Dataset entries
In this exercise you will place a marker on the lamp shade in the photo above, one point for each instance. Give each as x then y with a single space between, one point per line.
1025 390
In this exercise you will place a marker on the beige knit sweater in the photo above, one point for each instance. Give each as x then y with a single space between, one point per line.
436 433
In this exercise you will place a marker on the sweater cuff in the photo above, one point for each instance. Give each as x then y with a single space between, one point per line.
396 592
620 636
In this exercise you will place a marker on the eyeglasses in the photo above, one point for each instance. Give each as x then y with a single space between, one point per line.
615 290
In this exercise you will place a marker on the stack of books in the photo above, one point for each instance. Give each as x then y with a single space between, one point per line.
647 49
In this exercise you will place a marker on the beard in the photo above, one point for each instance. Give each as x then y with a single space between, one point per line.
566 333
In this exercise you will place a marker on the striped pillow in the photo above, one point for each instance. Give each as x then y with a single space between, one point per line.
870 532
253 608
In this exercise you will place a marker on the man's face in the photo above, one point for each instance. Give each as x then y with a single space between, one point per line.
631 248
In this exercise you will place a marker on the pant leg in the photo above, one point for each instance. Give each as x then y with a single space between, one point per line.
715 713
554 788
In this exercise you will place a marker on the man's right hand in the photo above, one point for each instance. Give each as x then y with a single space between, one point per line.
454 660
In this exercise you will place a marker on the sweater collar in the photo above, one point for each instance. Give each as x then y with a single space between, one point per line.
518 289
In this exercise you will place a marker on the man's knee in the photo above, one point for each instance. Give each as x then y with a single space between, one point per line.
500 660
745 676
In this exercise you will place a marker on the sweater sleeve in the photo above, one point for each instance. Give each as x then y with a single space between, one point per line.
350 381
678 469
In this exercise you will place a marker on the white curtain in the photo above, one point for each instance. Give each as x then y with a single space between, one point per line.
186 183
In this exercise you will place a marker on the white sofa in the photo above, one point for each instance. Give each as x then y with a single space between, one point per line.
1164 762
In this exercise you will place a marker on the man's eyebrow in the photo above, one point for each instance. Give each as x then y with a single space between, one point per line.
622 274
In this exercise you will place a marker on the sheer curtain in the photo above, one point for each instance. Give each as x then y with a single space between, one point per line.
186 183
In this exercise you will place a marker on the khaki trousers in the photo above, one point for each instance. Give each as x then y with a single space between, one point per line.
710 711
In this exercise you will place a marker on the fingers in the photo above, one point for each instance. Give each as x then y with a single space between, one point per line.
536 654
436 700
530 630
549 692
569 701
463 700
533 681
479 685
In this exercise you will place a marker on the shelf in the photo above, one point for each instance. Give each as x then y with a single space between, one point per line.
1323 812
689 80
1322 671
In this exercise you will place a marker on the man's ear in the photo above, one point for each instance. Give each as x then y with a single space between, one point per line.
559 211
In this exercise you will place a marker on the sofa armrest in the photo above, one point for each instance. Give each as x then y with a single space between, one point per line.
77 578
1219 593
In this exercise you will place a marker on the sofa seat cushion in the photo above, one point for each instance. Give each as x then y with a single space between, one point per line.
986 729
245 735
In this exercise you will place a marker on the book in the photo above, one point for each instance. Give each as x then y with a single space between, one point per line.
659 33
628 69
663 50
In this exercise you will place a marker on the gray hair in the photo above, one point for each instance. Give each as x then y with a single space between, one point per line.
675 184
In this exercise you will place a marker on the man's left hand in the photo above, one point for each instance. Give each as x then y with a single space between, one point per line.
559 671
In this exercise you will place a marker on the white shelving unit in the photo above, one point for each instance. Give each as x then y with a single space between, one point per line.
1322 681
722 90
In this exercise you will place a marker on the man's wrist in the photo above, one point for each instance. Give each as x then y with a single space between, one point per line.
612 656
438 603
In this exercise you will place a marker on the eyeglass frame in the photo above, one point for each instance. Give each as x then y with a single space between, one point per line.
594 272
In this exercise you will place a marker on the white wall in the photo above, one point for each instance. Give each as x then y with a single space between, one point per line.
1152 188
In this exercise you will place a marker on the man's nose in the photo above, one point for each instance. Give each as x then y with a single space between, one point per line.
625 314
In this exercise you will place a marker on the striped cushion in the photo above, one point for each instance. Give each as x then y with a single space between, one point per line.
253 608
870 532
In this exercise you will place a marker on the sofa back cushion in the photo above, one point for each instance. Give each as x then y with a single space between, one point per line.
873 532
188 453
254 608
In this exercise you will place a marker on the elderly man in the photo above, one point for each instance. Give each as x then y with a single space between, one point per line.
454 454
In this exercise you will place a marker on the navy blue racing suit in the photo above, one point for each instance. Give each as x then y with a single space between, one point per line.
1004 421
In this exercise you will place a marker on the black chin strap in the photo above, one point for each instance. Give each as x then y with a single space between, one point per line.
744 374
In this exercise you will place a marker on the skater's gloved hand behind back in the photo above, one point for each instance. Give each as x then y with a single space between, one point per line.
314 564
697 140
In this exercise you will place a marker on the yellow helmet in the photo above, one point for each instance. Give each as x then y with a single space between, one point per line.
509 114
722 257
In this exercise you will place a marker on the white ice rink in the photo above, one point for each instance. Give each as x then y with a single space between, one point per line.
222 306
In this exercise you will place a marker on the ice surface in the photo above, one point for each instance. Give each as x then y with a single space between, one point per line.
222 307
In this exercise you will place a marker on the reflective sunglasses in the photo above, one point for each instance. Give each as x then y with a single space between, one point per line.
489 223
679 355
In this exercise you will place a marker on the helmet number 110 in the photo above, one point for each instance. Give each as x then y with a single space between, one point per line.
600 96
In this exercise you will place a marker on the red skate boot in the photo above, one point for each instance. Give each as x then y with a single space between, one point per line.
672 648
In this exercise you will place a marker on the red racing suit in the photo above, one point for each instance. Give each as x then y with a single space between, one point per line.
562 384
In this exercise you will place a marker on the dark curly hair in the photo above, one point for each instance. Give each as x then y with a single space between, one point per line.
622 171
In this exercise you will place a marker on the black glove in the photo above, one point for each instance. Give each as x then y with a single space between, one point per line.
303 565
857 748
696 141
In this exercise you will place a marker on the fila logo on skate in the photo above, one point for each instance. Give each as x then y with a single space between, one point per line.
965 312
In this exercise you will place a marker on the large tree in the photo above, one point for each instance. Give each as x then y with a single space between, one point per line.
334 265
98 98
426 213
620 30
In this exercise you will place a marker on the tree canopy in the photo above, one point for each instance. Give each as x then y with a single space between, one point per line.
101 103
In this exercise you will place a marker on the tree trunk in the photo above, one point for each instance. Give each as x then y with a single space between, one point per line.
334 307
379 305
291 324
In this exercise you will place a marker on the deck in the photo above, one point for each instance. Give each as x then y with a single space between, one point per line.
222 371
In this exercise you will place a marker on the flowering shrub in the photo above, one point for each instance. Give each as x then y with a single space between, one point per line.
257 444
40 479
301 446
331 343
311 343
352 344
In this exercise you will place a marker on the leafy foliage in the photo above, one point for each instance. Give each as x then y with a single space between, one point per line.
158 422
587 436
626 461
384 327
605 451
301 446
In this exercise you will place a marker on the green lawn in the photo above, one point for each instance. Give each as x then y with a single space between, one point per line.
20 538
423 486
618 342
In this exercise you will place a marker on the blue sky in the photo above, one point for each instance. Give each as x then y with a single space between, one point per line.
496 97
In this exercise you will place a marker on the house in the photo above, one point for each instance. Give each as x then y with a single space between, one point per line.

**TASK REQUIREMENTS**
Could you output the lines above, exactly as written, from the one containing "In this exercise you will place a marker on the leafy" through the last, with both ends included and no others?

**RESPONSE BELOW**
In this exercise you will place a marker on the leafy foliage in the photo above, one point for each instance. Give each as x then y with a single space between, one point per line.
158 422
587 436
626 461
384 327
605 451
301 446
In this exercise you will place a marker on the green lawn in the photo above, one point for each instance. Give each as x then y with a single space between, one point per line.
20 538
423 486
618 342
In this exercise you will place a marker on the blue sky in the photo above, one point for each instance. Give each as x then y with a single space between, one point per line.
496 97
In this exercise you will place a marker on the house in the photo above, one point for each instance. Give each as x then y with a single space between, one point per line.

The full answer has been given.